*** Data shown Section Begins ***

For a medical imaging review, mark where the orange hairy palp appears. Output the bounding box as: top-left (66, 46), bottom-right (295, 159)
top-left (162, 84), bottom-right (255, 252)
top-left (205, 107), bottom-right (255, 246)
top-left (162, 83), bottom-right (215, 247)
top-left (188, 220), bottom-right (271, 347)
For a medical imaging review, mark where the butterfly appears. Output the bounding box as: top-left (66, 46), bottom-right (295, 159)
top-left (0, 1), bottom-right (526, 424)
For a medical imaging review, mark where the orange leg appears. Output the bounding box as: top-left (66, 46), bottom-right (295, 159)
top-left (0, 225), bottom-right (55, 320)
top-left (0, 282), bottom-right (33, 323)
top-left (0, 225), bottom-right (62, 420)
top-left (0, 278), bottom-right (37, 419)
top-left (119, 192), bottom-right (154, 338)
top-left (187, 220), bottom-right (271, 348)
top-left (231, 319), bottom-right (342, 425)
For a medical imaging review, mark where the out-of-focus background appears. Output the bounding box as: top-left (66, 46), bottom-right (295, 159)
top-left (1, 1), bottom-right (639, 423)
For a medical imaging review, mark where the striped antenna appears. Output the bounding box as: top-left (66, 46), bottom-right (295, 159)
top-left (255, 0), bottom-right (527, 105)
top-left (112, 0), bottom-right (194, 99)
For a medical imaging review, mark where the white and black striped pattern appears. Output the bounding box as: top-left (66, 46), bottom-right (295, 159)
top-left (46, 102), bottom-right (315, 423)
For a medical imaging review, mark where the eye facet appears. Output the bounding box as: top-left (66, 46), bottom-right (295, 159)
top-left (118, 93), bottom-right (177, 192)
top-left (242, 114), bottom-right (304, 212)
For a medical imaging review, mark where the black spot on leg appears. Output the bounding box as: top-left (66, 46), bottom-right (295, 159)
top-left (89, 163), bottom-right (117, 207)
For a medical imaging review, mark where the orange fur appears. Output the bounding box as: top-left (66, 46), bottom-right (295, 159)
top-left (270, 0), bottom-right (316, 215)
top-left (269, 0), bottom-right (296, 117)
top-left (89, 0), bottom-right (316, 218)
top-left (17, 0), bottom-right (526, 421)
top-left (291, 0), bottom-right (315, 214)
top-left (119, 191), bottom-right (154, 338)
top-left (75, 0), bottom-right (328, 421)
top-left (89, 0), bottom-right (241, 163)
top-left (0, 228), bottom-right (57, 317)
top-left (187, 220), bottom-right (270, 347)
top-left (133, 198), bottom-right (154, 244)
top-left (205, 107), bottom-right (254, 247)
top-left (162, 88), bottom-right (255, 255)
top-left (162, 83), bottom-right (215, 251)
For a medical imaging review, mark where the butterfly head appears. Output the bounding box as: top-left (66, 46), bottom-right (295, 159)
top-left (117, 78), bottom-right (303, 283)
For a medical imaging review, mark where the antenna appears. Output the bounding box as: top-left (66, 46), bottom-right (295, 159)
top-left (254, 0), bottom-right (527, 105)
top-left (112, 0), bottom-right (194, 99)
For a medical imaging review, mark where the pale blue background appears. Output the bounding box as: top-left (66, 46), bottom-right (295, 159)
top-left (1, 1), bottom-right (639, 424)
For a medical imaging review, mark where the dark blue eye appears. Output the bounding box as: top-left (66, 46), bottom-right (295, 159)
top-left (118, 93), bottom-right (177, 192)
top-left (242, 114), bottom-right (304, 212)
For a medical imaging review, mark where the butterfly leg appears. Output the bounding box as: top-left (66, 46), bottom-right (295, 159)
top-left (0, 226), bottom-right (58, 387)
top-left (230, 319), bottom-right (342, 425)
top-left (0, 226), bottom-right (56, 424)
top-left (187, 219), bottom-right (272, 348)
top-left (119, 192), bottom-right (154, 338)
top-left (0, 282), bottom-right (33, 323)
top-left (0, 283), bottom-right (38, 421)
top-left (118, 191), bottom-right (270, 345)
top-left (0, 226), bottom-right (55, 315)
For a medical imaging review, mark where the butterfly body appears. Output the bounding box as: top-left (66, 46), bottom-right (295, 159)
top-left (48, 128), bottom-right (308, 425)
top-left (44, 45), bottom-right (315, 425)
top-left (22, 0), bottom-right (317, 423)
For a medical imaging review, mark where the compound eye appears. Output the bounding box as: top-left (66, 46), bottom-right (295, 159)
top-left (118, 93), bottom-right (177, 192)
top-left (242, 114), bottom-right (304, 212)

*** Data shown Section Ends ***

*What is needed:*
Restate the full material word for word.

*Problem solution:*
For a medical imaging review, mark where the orange hairy palp appears. Output the bounding box as: top-left (66, 46), bottom-right (295, 159)
top-left (162, 84), bottom-right (255, 252)
top-left (205, 107), bottom-right (255, 246)
top-left (162, 83), bottom-right (215, 247)
top-left (188, 220), bottom-right (271, 347)
For a medical imaging review, mark where the butterfly appears. Output the bounding box as: top-left (66, 46), bottom-right (295, 159)
top-left (0, 1), bottom-right (526, 424)
For a medical imaging review, mark where the orange leg appears. Output the bounding box as: top-left (66, 46), bottom-right (295, 159)
top-left (0, 225), bottom-right (55, 320)
top-left (0, 282), bottom-right (33, 323)
top-left (0, 225), bottom-right (62, 420)
top-left (0, 278), bottom-right (37, 419)
top-left (119, 192), bottom-right (154, 338)
top-left (187, 220), bottom-right (271, 348)
top-left (231, 319), bottom-right (342, 425)
For a medical imaging review, mark where the out-of-focus background appears. Output the bounding box as: top-left (66, 46), bottom-right (295, 159)
top-left (1, 1), bottom-right (639, 423)
For a medical imaging review, mark where the striped antenna appears. Output the bounding box as: top-left (66, 46), bottom-right (295, 159)
top-left (255, 0), bottom-right (527, 105)
top-left (112, 0), bottom-right (194, 99)
For a medical imaging review, mark where the white and black striped pattern appears. Output the bounding box as: top-left (66, 46), bottom-right (295, 159)
top-left (46, 102), bottom-right (315, 423)
For a medical imaging review, mark where the eye facet appears. Output the bounding box as: top-left (66, 46), bottom-right (295, 159)
top-left (118, 93), bottom-right (177, 192)
top-left (242, 114), bottom-right (304, 212)
For a medical imaging review, mark where the black spot on leg appears. Output the bounding box as: top-left (66, 46), bottom-right (295, 159)
top-left (89, 163), bottom-right (117, 207)
For a medical imaging review, mark where the orange fur appears. Output the bounding box as: top-left (66, 46), bottom-right (295, 159)
top-left (270, 0), bottom-right (316, 215)
top-left (269, 0), bottom-right (296, 117)
top-left (89, 0), bottom-right (316, 218)
top-left (17, 0), bottom-right (526, 421)
top-left (291, 0), bottom-right (315, 214)
top-left (119, 191), bottom-right (154, 338)
top-left (75, 0), bottom-right (328, 421)
top-left (89, 0), bottom-right (241, 163)
top-left (0, 228), bottom-right (57, 317)
top-left (187, 220), bottom-right (270, 347)
top-left (133, 198), bottom-right (154, 244)
top-left (205, 107), bottom-right (254, 247)
top-left (162, 88), bottom-right (255, 255)
top-left (162, 83), bottom-right (215, 251)
For a medical imaging review, mark where the butterfly head appears. Output the bounding box as: top-left (66, 46), bottom-right (295, 159)
top-left (117, 78), bottom-right (303, 283)
For a medical imaging review, mark where the antenna appears. Output the bounding box as: top-left (66, 46), bottom-right (295, 159)
top-left (254, 0), bottom-right (527, 105)
top-left (112, 0), bottom-right (194, 99)
For a medical imaging review, mark where the pale blue background appears. Output the bounding box as: top-left (66, 46), bottom-right (295, 159)
top-left (1, 1), bottom-right (639, 424)
For a medical imaging review, mark where the dark blue eye appears. Output the bounding box as: top-left (66, 46), bottom-right (295, 159)
top-left (118, 93), bottom-right (177, 192)
top-left (242, 114), bottom-right (304, 212)
For a medical imaging review, mark where the butterfly leg appears. Output the bounding box as: top-left (66, 46), bottom-right (295, 159)
top-left (0, 226), bottom-right (58, 387)
top-left (230, 319), bottom-right (342, 425)
top-left (0, 226), bottom-right (56, 424)
top-left (187, 219), bottom-right (272, 348)
top-left (119, 192), bottom-right (154, 338)
top-left (0, 282), bottom-right (33, 323)
top-left (0, 283), bottom-right (38, 421)
top-left (118, 191), bottom-right (270, 345)
top-left (0, 226), bottom-right (55, 315)
For a medical imaging review, mark where the butterfly body appears. Output the bounding box as: top-left (66, 46), bottom-right (295, 159)
top-left (48, 128), bottom-right (308, 425)
top-left (44, 45), bottom-right (315, 425)
top-left (22, 0), bottom-right (317, 423)
For a medical imaging review, mark where the compound eye appears. Output the bounding box as: top-left (66, 46), bottom-right (295, 159)
top-left (118, 93), bottom-right (177, 192)
top-left (242, 114), bottom-right (304, 212)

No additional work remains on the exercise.